### TEXT PROVIDED
---------------

For this one I tried 0.001, 0.01, and 0.1. Each model was trained using
5-fold cross validation.
# Establish hyper-parameter tuning options
svm1_grid <- expand.grid(C = c(0.1, 1, 10))
# Train model
svm_1 <- train(y ~ .,
data = bank_train,
method = 'svmLinear',
tuneGrid = svm1_grid,
trControl = trainControl(summaryFunction = f1_optimizer,
method = 'cv',
number = 5))
## Warning in train.default(x, y, weights = w, ...): The metric "Accuracy" was not
## in the result set. F1 will be used instead.
# Use model to predict test set values
svm1_predictions <- predict(svm_1, newdata = bank_test |> select(-y))
# Report results
table(svm1_predictions, bank_test$y)
##
## svm1_predictions no yes
## no 7530 842
## yes 96 203
svm1_metrics <- metrics_function(svm1_predictions, bank_test$y)
print(svm1_metrics)
## precision recall f1
## 0.6789298 0.1942584 0.3020833
This model was very conservative when predicting positive outcomes, resulting in a very small number of false positives (and therefore a high precision score) but a very large number of false negatives (and therefore a very low recall score). These balanced out to a relatively low F1-Score by the standards of the models trained for Assignment 2. The best tune came from C = 0.1.
print(svm_1$bestTune)
## C
## 1 0.1
# Establish hyper-parameter tuning options
svm2_grid <- expand.grid(C = c(0.1, 1, 10), sigma = c(0.001, 0.01, 0.1))

---------------

### DATASET RECORDS
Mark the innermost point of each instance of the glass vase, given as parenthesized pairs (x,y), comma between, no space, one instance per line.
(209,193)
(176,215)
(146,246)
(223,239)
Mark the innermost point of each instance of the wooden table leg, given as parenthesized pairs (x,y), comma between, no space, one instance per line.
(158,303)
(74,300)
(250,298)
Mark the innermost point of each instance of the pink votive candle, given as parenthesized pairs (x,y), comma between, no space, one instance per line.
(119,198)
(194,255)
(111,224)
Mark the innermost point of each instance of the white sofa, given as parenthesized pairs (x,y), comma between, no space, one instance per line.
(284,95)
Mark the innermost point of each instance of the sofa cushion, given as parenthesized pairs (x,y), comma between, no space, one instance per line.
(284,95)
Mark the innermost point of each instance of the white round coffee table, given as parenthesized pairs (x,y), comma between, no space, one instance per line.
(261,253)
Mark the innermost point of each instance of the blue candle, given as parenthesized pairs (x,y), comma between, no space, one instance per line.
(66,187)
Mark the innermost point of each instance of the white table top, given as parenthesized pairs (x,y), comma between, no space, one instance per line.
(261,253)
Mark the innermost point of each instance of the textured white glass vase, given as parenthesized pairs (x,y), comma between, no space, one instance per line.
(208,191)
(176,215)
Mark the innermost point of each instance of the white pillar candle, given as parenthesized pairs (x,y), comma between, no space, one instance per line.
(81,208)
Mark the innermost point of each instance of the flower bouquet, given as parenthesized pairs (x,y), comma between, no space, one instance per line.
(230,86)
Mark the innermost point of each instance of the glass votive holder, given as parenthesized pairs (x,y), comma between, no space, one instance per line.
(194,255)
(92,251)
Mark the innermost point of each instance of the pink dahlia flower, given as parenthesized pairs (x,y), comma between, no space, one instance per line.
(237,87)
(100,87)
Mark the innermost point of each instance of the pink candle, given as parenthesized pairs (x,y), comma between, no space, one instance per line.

---------------

### GIVEN INSTRUCTION
In the text on SVM model tuning, which value of C gave the best tune for the first model?

### SOLUTION BELOW
C = 0.1